_Source extract_:

Trump Can't Persuade Republicans to Like Him
When he takes the floor tonight, the Republican nominee faces an impossible task.

“What can Trump say tonight to unite this party?”
That’s the question being asked by TV and radio interviewers, and for good reason.
Even before Ted Cruz’s bold anti-endorsement of Donald Trump, only 38 percent of Republicans were satisfied with Donald Trump as their nominee, according to a recent NBC / Wall Street Journal poll. 78 percent described their party as to disunited to a greater or lesser degree.
The Cleveland convention has tried to mount a show of unity, but the show frankly has not been very convincing to put it mildly. Offstage, things are even glummer. The hall emptied fast last night. There was little of the joyous mingling on the pavements outside that normally follows a cathartic group experience. There was something desultory even in the lobbyist whisky-and-cigars parties that closed so many downtown Cleveland restaurants and hotel reception rooms: Too many of the biggest donors and most lavish corporate sponsors had stayed away. Budgets had been squeezed, and by the reports I heard hospitality had to be downgraded in proportion.
Can a speech fix that? In a word: no. The Donald Trump candidacy is suffering from two internal ills: its own accumulating self-inflicted wounds and mistakes (most recently a New York Times interview that jolted into outrage every national security conservative in the GOP); and—even more dangerously—an accelerating perception that the campaign is doomed. House Majority Leader Kevin McCarthy’s speech on Wednesday evening revealed the professionals’ deep fatalism about the November outcome: “I have good news. In 112 days, it is over.” That’s the kind of “good news” offered to convicted felons and chemotherapy patients.
Donald Trump insists he is a winner of course. He insists and insists, typically demanding afterward, “Believe me.” Fewer and fewer Republicans do, and their behavior reflects that.
Parties don’t always mind losing an election. Defeat can even sometimes unite and mobilize a party, if it feels it is losing in a good and upright cause, as Democrats felt in 2004, a year they lost, but in which they massively fundraised and broke all previous turnout records. But the only Trump cause is Trump himself. He promised to win—win so much that the party and the country would get tired of winning. Now he’s perceptibly not winning. If he’s not winning, what’s the point of him?
Trump’s challenge tonight then is doubly hard: somehow to persuade the big majority of Republicans who don’t like him that he represents something (anything!) important to them—and then to scrub the odor of failure and defeat from off his candidacy.
That challenge has been made all the harder both by this convention’s sequence of organizational and messaging debacles—and by the inability of Donald Trump’s family members to present a warm, humanizing picture of a man who is ending this convention as he began it: the most disliked person ever to win a major party nomination for president.

_Task objective_: Reproduce the passage of the Trump convention article between "The Cleveland convention" and "downgraded in proportion.", inclusive. The dataset entries that come next have no connection to the article about Trump and the Republican convention.

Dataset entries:
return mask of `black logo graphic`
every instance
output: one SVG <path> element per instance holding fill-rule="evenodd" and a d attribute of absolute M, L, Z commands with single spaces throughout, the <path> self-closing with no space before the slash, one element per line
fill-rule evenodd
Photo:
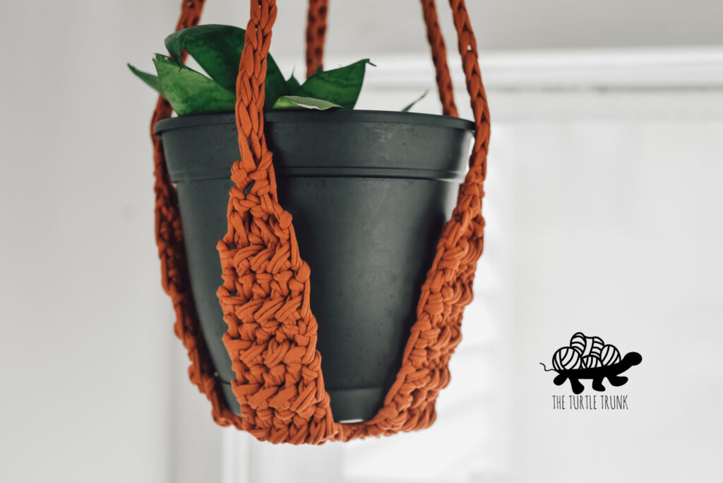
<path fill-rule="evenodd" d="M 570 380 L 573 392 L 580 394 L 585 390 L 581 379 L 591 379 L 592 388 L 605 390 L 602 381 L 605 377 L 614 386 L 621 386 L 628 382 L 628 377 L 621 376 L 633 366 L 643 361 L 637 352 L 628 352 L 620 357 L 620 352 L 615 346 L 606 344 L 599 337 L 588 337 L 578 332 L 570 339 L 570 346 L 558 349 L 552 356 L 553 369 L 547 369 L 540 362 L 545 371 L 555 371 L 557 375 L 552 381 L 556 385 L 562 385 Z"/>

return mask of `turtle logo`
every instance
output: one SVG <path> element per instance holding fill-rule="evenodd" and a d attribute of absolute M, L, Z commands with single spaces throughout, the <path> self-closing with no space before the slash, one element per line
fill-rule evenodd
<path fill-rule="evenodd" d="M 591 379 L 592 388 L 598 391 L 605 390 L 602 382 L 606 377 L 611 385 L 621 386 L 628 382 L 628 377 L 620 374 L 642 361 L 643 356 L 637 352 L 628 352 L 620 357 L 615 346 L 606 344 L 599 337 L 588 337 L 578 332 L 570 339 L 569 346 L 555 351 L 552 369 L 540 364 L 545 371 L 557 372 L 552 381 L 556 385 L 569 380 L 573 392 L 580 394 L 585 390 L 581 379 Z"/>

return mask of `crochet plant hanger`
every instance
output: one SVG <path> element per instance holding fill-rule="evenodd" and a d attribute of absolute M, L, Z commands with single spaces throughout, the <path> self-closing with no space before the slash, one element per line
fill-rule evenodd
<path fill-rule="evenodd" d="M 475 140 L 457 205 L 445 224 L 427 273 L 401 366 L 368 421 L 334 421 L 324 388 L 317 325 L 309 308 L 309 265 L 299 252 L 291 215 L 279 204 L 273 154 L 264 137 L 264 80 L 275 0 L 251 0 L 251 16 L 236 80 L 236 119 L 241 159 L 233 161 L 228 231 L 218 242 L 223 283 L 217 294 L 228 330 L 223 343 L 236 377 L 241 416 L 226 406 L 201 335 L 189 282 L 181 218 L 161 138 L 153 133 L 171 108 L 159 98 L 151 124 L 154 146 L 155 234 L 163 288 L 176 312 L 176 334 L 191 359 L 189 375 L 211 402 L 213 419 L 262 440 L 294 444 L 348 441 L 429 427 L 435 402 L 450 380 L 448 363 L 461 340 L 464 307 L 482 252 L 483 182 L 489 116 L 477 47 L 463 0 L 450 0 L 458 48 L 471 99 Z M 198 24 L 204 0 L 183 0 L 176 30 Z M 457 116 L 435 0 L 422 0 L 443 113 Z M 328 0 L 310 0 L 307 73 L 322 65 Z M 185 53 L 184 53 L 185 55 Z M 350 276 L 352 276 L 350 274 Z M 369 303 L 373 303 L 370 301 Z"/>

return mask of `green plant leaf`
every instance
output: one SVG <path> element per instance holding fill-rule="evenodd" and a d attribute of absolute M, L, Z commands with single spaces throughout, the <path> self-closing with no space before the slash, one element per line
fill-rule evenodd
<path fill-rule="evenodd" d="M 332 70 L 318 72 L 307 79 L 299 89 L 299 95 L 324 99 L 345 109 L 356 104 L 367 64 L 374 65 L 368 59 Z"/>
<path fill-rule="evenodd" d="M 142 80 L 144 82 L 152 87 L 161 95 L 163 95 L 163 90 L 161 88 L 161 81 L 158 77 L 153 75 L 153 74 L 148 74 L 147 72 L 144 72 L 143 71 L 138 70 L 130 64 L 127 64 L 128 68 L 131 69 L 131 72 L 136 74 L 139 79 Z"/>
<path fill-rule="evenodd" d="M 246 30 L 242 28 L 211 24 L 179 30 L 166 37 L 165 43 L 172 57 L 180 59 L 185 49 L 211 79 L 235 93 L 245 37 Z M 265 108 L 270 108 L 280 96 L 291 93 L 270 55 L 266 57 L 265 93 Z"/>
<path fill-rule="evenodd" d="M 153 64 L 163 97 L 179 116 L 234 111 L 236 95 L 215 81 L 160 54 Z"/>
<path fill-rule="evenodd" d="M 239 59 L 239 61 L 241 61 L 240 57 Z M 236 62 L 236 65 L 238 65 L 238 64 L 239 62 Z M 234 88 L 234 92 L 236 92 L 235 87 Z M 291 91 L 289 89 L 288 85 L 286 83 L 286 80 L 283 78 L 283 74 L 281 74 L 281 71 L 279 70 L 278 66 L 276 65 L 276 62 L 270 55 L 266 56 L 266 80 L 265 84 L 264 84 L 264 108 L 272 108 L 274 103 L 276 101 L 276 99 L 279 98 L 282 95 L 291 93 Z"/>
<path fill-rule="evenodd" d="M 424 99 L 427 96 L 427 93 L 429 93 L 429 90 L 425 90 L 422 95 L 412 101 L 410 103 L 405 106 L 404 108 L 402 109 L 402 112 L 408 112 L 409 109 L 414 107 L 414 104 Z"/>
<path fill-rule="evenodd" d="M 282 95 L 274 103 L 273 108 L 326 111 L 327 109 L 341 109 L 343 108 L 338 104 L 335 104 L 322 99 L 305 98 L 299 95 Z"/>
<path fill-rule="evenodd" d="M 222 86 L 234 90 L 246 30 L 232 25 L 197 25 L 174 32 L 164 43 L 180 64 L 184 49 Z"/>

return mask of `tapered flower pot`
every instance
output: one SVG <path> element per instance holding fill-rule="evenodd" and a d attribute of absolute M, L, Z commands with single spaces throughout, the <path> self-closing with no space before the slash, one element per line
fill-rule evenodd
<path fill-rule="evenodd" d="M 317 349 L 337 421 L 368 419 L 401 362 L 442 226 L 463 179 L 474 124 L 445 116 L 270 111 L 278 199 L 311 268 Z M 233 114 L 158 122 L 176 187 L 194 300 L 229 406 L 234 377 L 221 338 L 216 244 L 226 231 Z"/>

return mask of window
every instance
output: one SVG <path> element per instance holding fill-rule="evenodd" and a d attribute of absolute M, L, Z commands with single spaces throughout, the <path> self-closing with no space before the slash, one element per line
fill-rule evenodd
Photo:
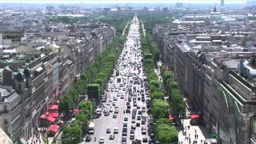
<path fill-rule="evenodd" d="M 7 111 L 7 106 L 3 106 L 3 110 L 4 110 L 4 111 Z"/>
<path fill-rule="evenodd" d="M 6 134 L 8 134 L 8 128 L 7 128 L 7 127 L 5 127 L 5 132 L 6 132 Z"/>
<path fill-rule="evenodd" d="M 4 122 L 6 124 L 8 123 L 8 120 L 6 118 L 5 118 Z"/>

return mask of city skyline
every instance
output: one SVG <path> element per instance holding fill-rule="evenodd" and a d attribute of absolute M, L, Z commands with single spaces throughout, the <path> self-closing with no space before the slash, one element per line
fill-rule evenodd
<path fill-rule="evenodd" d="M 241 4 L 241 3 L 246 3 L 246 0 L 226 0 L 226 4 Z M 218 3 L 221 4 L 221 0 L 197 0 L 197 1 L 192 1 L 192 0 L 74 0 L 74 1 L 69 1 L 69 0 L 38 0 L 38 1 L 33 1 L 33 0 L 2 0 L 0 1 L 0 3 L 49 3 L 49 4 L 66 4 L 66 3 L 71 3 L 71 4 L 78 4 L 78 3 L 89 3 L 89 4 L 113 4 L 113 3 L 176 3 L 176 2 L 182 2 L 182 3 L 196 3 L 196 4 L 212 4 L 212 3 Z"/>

_Written response_:
The Cleveland convention has tried to mount a show of unity, but the show frankly has not been very convincing to put it mildly. Offstage, things are even glummer. The hall emptied fast last night. There was little of the joyous mingling on the pavements outside that normally follows a cathartic group experience. There was something desultory even in the lobbyist whisky-and-cigars parties that closed so many downtown Cleveland restaurants and hotel reception rooms: Too many of the biggest donors and most lavish corporate sponsors had stayed away. Budgets had been squeezed, and by the reports I heard hospitality had to be downgraded in proportion.